◆ WORK ITEM ◆
An exact copy of the whole listing is required.

◆ DATASET EXTRACT ◆
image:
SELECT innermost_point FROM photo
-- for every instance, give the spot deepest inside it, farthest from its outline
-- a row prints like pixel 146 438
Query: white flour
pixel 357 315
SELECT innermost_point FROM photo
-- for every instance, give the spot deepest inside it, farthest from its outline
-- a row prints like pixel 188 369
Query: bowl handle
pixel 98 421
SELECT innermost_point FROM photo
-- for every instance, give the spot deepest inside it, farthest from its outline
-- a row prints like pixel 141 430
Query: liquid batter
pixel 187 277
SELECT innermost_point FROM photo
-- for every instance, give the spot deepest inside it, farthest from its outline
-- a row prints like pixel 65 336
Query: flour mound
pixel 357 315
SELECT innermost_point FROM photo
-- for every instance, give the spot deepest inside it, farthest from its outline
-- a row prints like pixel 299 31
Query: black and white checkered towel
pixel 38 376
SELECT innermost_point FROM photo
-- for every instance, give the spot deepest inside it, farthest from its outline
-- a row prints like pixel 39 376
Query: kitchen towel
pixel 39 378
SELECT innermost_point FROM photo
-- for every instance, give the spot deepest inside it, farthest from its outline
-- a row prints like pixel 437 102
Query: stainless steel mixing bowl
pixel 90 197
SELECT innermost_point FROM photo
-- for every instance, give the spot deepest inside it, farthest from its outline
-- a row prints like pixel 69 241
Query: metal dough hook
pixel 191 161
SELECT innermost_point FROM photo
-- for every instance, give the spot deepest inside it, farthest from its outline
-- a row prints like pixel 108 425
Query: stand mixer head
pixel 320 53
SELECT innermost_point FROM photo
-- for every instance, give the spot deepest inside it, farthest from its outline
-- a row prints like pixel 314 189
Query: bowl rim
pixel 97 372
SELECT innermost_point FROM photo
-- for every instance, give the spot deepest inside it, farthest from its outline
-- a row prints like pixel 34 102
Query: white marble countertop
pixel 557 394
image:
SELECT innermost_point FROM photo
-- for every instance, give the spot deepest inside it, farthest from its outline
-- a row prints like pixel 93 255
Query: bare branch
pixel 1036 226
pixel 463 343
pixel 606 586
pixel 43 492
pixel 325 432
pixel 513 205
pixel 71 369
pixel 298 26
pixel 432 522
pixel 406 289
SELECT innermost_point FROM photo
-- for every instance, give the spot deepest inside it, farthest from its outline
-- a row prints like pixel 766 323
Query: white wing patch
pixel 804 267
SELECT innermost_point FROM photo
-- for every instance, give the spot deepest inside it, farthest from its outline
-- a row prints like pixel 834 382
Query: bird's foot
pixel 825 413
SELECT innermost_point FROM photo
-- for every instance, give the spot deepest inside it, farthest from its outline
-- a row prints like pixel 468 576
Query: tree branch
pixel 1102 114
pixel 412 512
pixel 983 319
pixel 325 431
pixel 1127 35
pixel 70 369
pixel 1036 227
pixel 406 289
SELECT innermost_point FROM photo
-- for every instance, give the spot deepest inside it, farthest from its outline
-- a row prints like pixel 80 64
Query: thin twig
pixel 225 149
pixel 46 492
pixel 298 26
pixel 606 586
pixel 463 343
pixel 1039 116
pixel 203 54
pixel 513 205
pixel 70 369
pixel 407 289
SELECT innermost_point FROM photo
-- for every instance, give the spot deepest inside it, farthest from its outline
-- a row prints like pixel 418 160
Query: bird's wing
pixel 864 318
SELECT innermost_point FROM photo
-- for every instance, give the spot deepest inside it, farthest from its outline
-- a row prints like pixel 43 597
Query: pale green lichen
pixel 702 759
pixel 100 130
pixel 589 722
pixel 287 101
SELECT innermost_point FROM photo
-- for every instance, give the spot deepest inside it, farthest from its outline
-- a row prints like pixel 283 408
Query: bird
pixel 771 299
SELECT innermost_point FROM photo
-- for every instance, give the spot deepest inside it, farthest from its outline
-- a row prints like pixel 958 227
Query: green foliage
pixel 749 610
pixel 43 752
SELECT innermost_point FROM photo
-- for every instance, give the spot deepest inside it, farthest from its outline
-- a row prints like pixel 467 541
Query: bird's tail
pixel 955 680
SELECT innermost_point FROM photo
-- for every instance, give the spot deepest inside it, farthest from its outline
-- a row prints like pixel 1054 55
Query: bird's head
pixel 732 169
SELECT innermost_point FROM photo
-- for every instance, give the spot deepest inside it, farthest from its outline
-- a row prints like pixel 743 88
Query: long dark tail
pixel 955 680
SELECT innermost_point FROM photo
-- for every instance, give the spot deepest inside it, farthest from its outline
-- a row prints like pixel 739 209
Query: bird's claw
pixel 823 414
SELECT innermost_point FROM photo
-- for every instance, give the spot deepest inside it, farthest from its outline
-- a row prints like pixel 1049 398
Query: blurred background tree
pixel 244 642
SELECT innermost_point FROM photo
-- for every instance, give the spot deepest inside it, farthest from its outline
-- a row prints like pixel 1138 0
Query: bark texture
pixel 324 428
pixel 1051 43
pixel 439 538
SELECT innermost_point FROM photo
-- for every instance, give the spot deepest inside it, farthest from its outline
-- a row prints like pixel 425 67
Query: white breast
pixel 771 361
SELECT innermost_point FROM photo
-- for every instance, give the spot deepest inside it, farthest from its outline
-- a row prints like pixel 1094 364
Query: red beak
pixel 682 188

◆ EXPECTED ANSWER ◆
image:
SELECT innermost_point FROM photo
-- for every instance, give the spot deepest inside it, farthest from its outline
-- a row prints like pixel 146 438
Query: white flour
pixel 357 315
SELECT innermost_point FROM photo
-- for every instance, give the spot deepest inside it, farthest from its outline
-- a row prints like pixel 188 369
Query: bowl handle
pixel 98 421
SELECT innermost_point FROM photo
-- for every instance, give the spot deepest inside it, farthest from its outline
-- a row prints like pixel 141 430
Query: liquid batter
pixel 187 277
SELECT innermost_point FROM photo
-- for every instance, give the spot deepest inside it, farthest from its outline
-- a row prints like pixel 65 336
Query: flour mound
pixel 357 315
SELECT innermost_point FROM photo
-- for every instance, give the spot deepest inside it, farthest from its outline
-- a row prints like pixel 299 31
Query: black and white checkered towel
pixel 38 376
SELECT innermost_point FROM photo
-- for every instance, give the spot deepest inside it, farthest from its outline
-- a row prints like pixel 39 376
Query: kitchen towel
pixel 39 378
SELECT innermost_point FROM photo
-- for every instance, give the spot deepest inside it, farthest from its outline
-- a row prints like pixel 437 102
Query: stainless steel mixing bowl
pixel 90 197
SELECT innermost_point FROM photo
-- for every instance, give the spot deepest inside it, farthest from its outline
-- a row prints like pixel 69 241
Query: metal dough hook
pixel 191 161
SELECT innermost_point FROM photo
-- for every instance, give the spot deepest inside it, farthest from its outline
-- a row prints like pixel 108 425
Query: stand mixer head
pixel 320 53
SELECT innermost_point FROM photo
-- for every instance, give the spot deepest inside it, farthest from its outline
-- a row prints like pixel 314 189
Query: bowl rim
pixel 97 372
SELECT innermost_point FROM photo
-- for every instance, give the spot deepest inside it, farthest from its outline
-- a row prints like pixel 34 102
Query: white marble countertop
pixel 557 394
image:
SELECT innermost_point FROM photo
-- for every instance, give the spot deepest inside it, farthest from its outline
-- a row prints like pixel 93 255
Query: bare branch
pixel 1036 226
pixel 463 343
pixel 606 586
pixel 43 492
pixel 325 432
pixel 513 205
pixel 71 369
pixel 298 26
pixel 432 522
pixel 406 289
SELECT innermost_point FROM photo
-- for every instance, give the spot deepest inside it, farthest from its outline
-- a row prints like pixel 766 323
Query: white wing patch
pixel 804 267
SELECT innermost_point FROM photo
-- for every instance, give the spot deepest inside it, farthest from its outline
-- a row prints like pixel 834 382
Query: bird's foot
pixel 825 413
SELECT innermost_point FROM photo
-- for every instance, give the spot deepest inside it, farthest from its outline
-- a row prints like pixel 468 576
Query: tree branch
pixel 1102 114
pixel 412 512
pixel 983 319
pixel 325 431
pixel 1127 35
pixel 70 369
pixel 1036 227
pixel 406 289
SELECT innermost_point FROM photo
-- for every instance, give the spot deepest inside it, farthest from its outline
-- a row prints like pixel 80 64
Query: thin twig
pixel 225 149
pixel 46 492
pixel 298 26
pixel 606 586
pixel 463 343
pixel 1039 116
pixel 203 54
pixel 513 205
pixel 70 369
pixel 407 289
SELECT innermost_point FROM photo
-- for every instance, give the spot deepest inside it, farthest from its outline
-- a row prints like pixel 418 160
Query: bird's wing
pixel 864 318
SELECT innermost_point FROM photo
-- for every instance, give the spot deepest inside it, farthest from its outline
-- a row prints like pixel 43 597
Query: pale green lichen
pixel 702 759
pixel 100 130
pixel 589 722
pixel 287 101
SELECT innermost_point FROM photo
-- for every instance, give the spot deepest inside it, farthest from its outline
-- a row prints like pixel 283 408
Query: bird
pixel 771 299
SELECT innermost_point FROM photo
-- for every instance, give the spot deepest inside it, farthest from its outline
-- a row prints like pixel 958 227
Query: green foliage
pixel 749 610
pixel 43 752
SELECT innermost_point FROM photo
-- for every instance, give the spot deepest inside it, farthest from its outline
-- a row prints like pixel 467 541
Query: bird's tail
pixel 955 680
SELECT innermost_point FROM photo
-- for every instance, give the spot deepest inside it, farthest from its outline
-- a row prints like pixel 1054 55
Query: bird's head
pixel 732 169
SELECT innermost_point FROM photo
-- for every instance, give the spot deepest inside it, farthest from its outline
-- a row prints like pixel 743 88
Query: long dark tail
pixel 955 680
SELECT innermost_point FROM photo
-- for every instance, give the spot deepest inside it, farthest from its outline
-- a row prints like pixel 739 209
Query: bird's claw
pixel 823 414
SELECT innermost_point FROM photo
-- for every instance, give the spot deepest inside it, farthest from its outline
-- a row prints like pixel 1049 398
Query: blurred background tree
pixel 244 642
SELECT innermost_point FROM photo
-- for every instance, give the spot deepest inside it, farthest from its outline
-- a row prints like pixel 1138 0
Query: bark texture
pixel 324 428
pixel 1051 43
pixel 439 538
SELECT innermost_point FROM photo
-- for every instance, give the spot deepest inside it, farthest from its outline
-- a row prints like pixel 425 67
Query: white breast
pixel 771 361
SELECT innermost_point FROM photo
-- for every instance, give the spot deepest inside it, farthest from its outline
-- a row prints like pixel 1094 364
Query: red beak
pixel 682 188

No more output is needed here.